[Point localization data]
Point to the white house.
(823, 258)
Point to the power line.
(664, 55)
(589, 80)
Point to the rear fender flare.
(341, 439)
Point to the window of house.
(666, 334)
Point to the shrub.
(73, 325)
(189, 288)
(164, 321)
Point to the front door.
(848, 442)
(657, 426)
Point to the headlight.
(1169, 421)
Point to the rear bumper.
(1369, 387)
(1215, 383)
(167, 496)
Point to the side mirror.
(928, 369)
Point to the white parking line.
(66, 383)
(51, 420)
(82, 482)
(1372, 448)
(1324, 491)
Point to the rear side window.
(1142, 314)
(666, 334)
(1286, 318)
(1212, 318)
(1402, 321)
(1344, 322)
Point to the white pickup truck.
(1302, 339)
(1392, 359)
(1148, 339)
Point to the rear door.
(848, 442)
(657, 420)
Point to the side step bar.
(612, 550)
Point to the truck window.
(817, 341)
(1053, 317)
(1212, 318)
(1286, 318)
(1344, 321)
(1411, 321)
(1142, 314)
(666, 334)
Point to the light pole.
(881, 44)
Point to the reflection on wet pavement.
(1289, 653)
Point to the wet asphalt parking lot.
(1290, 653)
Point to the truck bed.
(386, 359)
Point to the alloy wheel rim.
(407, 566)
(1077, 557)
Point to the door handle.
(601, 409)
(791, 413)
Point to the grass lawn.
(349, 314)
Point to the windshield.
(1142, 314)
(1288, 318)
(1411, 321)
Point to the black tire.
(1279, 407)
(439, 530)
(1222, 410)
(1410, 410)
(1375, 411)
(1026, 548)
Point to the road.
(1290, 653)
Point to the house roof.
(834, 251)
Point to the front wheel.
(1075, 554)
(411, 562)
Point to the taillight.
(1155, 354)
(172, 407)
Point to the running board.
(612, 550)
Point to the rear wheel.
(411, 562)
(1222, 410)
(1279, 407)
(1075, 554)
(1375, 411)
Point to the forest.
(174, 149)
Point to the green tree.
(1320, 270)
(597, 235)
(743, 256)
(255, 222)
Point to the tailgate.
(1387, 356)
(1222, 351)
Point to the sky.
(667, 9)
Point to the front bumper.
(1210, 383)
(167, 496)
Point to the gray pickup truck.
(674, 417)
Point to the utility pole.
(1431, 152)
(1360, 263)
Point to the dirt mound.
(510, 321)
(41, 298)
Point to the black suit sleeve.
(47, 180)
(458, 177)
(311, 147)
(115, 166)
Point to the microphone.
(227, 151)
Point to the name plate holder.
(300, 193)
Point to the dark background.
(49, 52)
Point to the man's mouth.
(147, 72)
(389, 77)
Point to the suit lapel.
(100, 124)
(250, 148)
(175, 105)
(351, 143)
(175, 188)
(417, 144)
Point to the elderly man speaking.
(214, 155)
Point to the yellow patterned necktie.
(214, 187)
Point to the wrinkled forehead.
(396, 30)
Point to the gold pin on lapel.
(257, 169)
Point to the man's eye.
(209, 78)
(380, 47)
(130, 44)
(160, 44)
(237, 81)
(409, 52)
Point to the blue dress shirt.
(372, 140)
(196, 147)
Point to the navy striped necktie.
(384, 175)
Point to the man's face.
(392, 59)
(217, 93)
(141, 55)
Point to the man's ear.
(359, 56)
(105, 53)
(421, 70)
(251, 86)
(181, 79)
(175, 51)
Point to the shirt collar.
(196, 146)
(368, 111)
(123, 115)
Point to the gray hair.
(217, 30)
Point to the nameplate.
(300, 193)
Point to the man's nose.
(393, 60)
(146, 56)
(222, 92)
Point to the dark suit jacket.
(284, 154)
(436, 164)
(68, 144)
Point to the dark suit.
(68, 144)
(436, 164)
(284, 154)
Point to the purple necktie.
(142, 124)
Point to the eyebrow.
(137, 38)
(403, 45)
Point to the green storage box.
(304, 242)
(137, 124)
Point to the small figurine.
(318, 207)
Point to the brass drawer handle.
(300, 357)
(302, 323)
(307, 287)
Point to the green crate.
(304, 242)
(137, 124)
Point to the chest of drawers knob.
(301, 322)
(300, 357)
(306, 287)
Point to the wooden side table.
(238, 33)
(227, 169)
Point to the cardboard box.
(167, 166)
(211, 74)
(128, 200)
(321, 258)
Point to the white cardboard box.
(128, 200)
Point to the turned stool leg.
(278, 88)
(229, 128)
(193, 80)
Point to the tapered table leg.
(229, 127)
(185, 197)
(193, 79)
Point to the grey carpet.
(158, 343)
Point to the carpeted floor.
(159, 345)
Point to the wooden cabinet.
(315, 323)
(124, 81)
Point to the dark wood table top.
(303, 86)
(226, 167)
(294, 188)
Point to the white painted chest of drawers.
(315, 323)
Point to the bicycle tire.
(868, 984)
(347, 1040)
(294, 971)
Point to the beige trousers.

* **YOUR ASSIGNMENT**: The data given before this task must be transcribed exactly and in full.

* **EXERCISE SOLUTION**:
Point to the white house.
(823, 258)
Point to the power line.
(664, 55)
(589, 80)
Point to the rear fender flare.
(341, 439)
Point to the window of house.
(666, 334)
Point to the shrub.
(73, 325)
(189, 288)
(164, 321)
Point to the front door.
(848, 442)
(657, 426)
Point to the headlight.
(1169, 421)
Point to the rear bumper.
(1369, 387)
(1215, 383)
(167, 496)
Point to the side mirror.
(928, 369)
Point to the white parking line.
(66, 383)
(51, 420)
(82, 482)
(1372, 448)
(1324, 491)
Point to the rear side window.
(1142, 314)
(666, 334)
(1286, 318)
(1212, 318)
(1402, 321)
(1344, 322)
Point to the white pickup truck.
(1302, 339)
(1392, 359)
(1148, 339)
Point to the rear door.
(848, 442)
(657, 420)
Point to the side step bar.
(612, 550)
Point to the truck window.
(817, 341)
(1053, 317)
(1212, 318)
(1286, 318)
(1344, 321)
(1411, 321)
(1142, 314)
(666, 334)
Point to the light pole.
(881, 44)
Point to the reflection on wet pavement.
(1289, 653)
Point to the wet asphalt parking lot.
(1290, 653)
Point to the truck bed.
(386, 359)
Point to the alloy wheel rim.
(407, 566)
(1077, 557)
Point to the door handle.
(601, 409)
(791, 413)
Point to the grass lawn.
(349, 314)
Point to the windshield.
(1142, 314)
(1288, 318)
(1411, 321)
Point to the black tire.
(1279, 407)
(439, 530)
(1222, 410)
(1410, 410)
(1375, 411)
(1026, 548)
Point to the road.
(1290, 653)
Point to the house roof.
(834, 251)
Point to the front wheel.
(1075, 554)
(411, 562)
Point to the taillight.
(1155, 354)
(172, 407)
Point to the running board.
(612, 550)
Point to the rear wheel.
(411, 562)
(1222, 410)
(1279, 407)
(1075, 554)
(1375, 411)
Point to the forest.
(174, 149)
Point to the green tree.
(1320, 270)
(597, 235)
(743, 256)
(255, 222)
Point to the tailgate.
(1387, 356)
(1222, 351)
Point to the sky.
(667, 9)
Point to the front bumper.
(1210, 383)
(167, 496)
Point to the gray pickup truck.
(674, 417)
Point to the utility pole.
(1431, 152)
(1360, 263)
Point to the dirt mound.
(510, 321)
(41, 298)
Point to the black suit sleeve.
(47, 180)
(458, 177)
(311, 147)
(115, 166)
Point to the microphone.
(227, 151)
Point to the name plate holder.
(300, 193)
Point to the dark background.
(49, 52)
Point to the man's mouth.
(147, 72)
(389, 77)
Point to the suit lapel.
(100, 124)
(250, 148)
(175, 105)
(351, 143)
(175, 188)
(417, 144)
Point to the elderly man speaking.
(214, 155)
Point to the yellow patterned necktie.
(214, 187)
Point to the wrinkled forehead.
(396, 30)
Point to the gold pin on lapel.
(257, 169)
Point to the man's eye.
(209, 78)
(380, 47)
(130, 44)
(160, 44)
(237, 81)
(409, 52)
Point to the blue dress shirt.
(372, 140)
(196, 147)
Point to the navy striped necktie.
(384, 175)
Point to the man's face.
(392, 59)
(217, 93)
(141, 55)
Point to the man's ear.
(359, 56)
(105, 53)
(421, 70)
(251, 86)
(181, 79)
(175, 51)
Point to the shirt collar.
(196, 146)
(368, 111)
(123, 115)
Point to the gray hair.
(217, 30)
Point to the nameplate.
(300, 193)
Point to the man's nose.
(393, 60)
(146, 56)
(222, 92)
Point to the dark suit jacket.
(284, 154)
(436, 164)
(68, 144)
Point to the dark suit.
(68, 144)
(436, 164)
(284, 154)
Point to the purple necktie.
(142, 124)
Point to the eyebrow.
(137, 38)
(403, 45)
Point to the green storage box.
(304, 242)
(137, 124)
Point to the small figurine.
(318, 207)
Point to the brass drawer handle.
(300, 357)
(302, 323)
(307, 287)
Point to the green crate.
(304, 242)
(137, 124)
Point to the chest of drawers knob.
(301, 322)
(300, 357)
(306, 287)
Point to the wooden side table.
(238, 33)
(227, 169)
Point to the cardboard box.
(167, 166)
(211, 74)
(128, 200)
(321, 258)
Point to the white cardboard box.
(128, 200)
Point to the turned stool leg.
(278, 88)
(229, 128)
(193, 80)
Point to the tapered table leg.
(229, 127)
(185, 197)
(193, 79)
Point to the grey carpet.
(158, 343)
Point to the carpeted floor.
(159, 345)
Point to the wooden cabinet.
(315, 323)
(124, 81)
Point to the dark wood table top.
(303, 86)
(226, 167)
(294, 188)
Point to the white painted chest of drawers.
(315, 323)
Point to the bicycle tire.
(868, 984)
(347, 1040)
(294, 971)
Point to the beige trousers.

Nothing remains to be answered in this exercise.